Start

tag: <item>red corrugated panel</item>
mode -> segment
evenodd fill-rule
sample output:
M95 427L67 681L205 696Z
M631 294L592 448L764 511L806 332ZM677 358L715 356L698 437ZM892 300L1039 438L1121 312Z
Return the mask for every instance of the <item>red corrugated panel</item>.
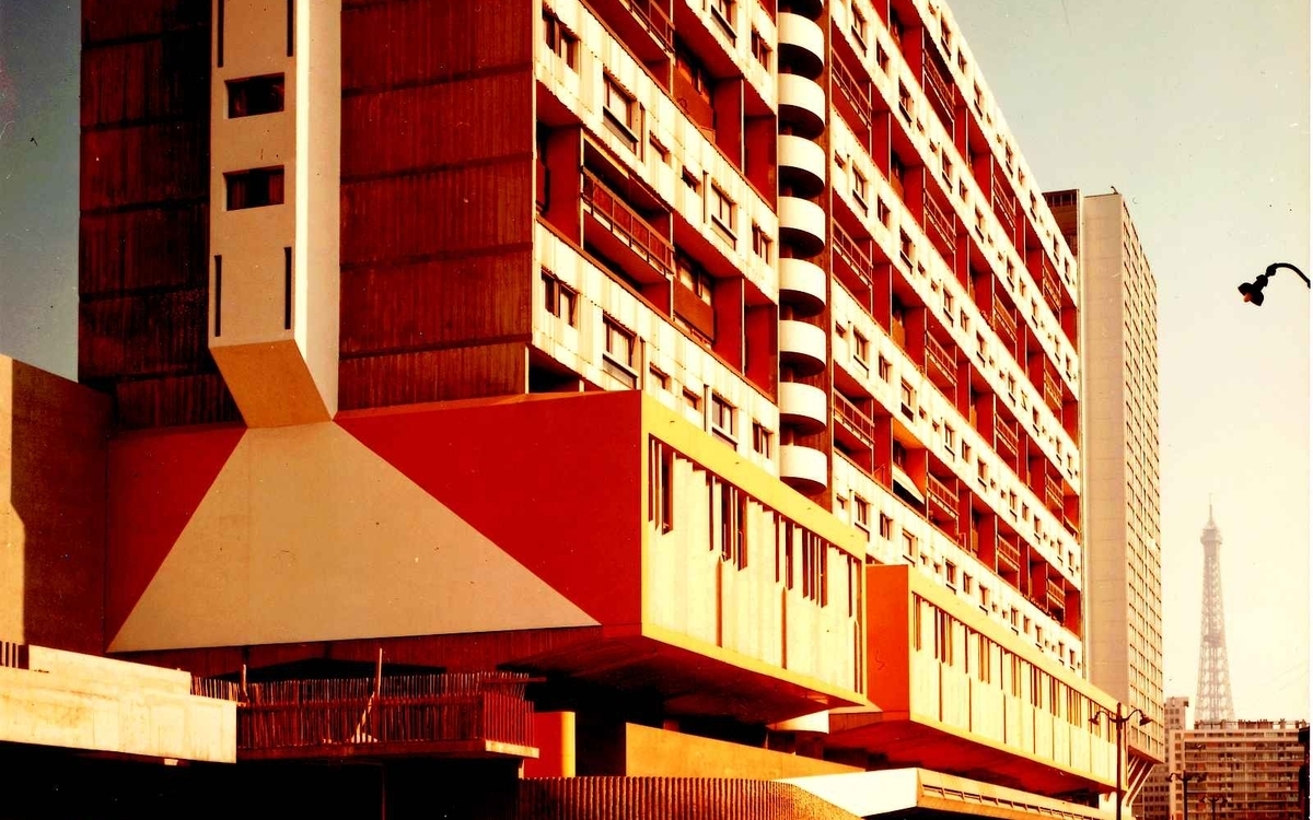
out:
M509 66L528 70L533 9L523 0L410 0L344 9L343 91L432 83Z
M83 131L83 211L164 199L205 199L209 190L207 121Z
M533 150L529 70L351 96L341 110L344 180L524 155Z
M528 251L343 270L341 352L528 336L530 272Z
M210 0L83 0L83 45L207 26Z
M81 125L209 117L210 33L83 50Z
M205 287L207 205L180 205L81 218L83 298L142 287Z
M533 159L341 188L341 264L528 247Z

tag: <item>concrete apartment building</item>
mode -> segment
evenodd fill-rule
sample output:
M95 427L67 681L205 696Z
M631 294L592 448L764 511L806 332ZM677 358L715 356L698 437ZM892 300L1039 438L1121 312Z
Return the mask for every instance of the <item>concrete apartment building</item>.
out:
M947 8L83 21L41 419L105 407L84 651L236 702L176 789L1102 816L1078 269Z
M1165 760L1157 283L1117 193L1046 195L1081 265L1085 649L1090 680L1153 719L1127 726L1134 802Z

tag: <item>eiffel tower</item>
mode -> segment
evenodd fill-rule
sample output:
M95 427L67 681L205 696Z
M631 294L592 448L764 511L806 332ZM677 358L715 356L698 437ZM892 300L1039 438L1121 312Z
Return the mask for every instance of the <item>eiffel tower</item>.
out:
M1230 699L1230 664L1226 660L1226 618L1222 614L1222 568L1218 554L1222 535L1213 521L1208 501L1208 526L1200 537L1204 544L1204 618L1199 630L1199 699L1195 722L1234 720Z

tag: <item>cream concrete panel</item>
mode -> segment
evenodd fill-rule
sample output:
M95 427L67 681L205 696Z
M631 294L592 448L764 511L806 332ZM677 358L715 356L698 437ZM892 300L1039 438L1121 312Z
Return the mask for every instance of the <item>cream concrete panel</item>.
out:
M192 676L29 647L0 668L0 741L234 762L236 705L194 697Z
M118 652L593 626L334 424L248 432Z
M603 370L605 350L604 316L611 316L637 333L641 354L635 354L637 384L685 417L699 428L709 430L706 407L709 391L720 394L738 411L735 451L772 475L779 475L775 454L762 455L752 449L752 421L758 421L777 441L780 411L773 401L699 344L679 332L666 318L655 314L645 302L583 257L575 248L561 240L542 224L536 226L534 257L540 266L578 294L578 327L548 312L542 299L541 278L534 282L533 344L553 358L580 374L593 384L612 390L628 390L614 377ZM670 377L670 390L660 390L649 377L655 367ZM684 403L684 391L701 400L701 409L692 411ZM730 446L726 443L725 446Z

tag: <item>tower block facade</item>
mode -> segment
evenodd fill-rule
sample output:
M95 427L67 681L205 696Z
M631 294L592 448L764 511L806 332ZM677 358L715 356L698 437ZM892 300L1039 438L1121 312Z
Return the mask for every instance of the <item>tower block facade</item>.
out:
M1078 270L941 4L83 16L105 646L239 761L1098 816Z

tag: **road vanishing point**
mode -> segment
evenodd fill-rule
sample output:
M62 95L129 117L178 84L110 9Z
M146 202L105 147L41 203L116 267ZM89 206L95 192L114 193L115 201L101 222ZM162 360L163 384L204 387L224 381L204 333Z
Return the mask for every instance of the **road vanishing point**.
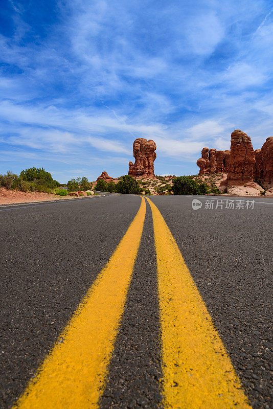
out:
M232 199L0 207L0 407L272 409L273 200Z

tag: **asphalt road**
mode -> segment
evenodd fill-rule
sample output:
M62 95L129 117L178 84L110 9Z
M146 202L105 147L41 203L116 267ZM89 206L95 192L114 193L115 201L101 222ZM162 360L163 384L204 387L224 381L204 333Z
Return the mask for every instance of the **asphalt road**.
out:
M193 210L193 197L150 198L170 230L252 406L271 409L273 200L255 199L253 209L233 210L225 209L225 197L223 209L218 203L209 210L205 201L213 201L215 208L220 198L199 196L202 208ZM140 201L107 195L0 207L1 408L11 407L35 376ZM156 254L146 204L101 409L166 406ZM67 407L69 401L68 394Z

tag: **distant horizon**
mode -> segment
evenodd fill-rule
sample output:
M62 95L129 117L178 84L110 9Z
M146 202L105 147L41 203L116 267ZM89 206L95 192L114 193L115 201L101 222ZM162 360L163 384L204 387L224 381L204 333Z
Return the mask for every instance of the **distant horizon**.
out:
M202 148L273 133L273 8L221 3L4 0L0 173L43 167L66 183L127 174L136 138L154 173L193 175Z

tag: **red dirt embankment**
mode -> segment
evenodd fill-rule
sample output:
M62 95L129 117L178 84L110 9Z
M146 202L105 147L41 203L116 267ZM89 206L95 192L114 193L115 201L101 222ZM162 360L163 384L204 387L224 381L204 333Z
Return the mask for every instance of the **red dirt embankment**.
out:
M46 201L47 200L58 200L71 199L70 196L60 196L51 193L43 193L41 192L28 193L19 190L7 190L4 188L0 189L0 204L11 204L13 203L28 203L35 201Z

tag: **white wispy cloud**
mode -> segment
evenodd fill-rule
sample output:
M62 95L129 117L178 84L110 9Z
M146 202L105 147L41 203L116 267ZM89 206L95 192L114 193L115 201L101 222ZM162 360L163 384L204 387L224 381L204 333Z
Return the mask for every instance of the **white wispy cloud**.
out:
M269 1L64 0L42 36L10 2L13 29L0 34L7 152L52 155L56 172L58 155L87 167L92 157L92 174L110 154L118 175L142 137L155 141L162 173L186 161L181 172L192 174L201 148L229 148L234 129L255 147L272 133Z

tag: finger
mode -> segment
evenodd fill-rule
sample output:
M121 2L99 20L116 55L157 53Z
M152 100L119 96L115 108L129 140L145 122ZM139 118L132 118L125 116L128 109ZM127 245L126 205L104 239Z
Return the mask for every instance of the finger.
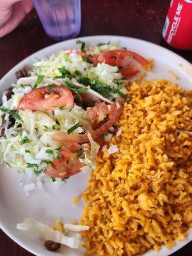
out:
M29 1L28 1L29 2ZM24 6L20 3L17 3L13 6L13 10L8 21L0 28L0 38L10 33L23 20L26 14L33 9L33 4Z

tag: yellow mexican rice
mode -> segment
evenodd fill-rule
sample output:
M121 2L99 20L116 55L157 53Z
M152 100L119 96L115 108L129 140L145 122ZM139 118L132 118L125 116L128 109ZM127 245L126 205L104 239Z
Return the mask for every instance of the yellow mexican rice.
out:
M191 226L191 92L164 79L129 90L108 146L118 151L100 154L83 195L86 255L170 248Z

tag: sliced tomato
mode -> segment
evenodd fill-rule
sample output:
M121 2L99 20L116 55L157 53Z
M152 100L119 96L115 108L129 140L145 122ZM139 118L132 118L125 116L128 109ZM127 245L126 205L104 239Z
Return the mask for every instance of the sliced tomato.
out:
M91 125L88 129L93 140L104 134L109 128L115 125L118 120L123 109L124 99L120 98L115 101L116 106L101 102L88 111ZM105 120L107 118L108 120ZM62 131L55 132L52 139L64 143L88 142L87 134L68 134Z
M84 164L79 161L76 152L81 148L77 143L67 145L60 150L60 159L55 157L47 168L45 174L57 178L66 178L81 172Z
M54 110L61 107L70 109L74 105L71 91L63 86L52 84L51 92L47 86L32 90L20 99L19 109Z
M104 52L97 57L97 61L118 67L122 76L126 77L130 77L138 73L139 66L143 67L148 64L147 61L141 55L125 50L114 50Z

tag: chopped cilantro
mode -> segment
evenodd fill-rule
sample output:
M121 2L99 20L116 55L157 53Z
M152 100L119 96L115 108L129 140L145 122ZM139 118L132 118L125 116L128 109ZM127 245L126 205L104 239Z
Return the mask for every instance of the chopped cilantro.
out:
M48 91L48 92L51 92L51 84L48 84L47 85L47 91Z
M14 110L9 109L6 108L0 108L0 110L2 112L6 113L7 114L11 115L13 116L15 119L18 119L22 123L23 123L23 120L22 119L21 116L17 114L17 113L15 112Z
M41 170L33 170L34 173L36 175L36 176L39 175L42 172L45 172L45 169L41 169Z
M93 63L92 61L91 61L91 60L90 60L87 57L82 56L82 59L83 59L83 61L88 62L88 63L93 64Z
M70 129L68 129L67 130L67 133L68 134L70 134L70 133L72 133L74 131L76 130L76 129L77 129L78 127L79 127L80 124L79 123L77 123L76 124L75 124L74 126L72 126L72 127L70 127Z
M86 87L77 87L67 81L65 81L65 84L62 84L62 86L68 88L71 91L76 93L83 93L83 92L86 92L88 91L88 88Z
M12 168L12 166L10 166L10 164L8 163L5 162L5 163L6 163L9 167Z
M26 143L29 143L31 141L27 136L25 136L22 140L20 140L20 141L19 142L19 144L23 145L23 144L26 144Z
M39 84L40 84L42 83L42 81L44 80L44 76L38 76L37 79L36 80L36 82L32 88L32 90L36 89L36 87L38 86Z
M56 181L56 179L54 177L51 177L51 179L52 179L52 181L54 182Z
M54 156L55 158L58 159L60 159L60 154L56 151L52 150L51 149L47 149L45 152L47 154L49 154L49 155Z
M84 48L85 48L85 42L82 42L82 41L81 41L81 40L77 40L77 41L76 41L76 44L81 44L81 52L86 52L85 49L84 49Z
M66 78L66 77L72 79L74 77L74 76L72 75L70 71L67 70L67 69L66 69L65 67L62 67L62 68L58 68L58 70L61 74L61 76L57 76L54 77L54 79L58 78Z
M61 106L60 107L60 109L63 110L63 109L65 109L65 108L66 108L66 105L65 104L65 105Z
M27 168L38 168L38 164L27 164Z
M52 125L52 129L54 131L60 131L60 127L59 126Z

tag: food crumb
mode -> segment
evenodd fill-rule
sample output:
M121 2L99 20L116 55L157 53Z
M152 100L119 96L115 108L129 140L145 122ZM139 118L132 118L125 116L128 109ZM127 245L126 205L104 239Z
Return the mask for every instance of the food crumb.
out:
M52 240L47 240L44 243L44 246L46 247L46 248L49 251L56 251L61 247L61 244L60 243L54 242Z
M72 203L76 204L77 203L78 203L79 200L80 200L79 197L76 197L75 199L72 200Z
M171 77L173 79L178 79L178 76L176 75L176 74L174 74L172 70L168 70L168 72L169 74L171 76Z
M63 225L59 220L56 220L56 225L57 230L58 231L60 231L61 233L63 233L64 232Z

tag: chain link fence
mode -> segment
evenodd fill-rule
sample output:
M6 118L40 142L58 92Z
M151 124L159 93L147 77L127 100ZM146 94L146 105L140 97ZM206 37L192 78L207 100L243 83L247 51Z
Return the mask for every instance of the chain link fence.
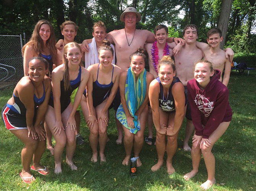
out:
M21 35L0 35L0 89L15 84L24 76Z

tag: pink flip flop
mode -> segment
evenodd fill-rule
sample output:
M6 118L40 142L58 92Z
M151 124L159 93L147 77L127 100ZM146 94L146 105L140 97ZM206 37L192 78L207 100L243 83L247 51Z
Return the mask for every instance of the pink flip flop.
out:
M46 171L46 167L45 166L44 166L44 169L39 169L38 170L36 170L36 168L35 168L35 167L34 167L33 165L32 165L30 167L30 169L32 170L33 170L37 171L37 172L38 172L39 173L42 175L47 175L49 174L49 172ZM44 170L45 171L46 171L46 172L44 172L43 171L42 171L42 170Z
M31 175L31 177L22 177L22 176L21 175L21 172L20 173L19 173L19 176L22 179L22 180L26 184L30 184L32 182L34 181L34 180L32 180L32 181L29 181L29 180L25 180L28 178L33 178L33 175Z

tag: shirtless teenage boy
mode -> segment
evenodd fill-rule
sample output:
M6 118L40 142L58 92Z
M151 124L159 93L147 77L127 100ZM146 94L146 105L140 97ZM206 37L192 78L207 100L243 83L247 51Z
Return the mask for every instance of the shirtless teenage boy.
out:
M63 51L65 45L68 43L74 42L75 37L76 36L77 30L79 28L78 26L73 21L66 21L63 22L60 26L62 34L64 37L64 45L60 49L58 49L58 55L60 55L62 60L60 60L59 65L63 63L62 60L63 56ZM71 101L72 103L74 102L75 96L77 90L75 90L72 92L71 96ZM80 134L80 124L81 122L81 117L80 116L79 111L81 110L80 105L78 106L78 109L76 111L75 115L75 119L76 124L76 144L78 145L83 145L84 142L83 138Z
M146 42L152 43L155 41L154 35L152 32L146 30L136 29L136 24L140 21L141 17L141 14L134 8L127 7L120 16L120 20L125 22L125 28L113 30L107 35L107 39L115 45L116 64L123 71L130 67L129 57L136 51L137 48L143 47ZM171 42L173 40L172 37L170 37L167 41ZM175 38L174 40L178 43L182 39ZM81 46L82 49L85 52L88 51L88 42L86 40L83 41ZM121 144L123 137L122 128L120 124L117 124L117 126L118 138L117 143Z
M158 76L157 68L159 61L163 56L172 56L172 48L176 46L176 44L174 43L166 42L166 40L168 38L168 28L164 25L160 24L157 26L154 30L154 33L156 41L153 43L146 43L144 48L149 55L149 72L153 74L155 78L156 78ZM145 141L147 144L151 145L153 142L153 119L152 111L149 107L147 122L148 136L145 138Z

End

Count the lines in the material above that contain the string "fence", treating uppercase and lowercase as different. Reply with the number only.

2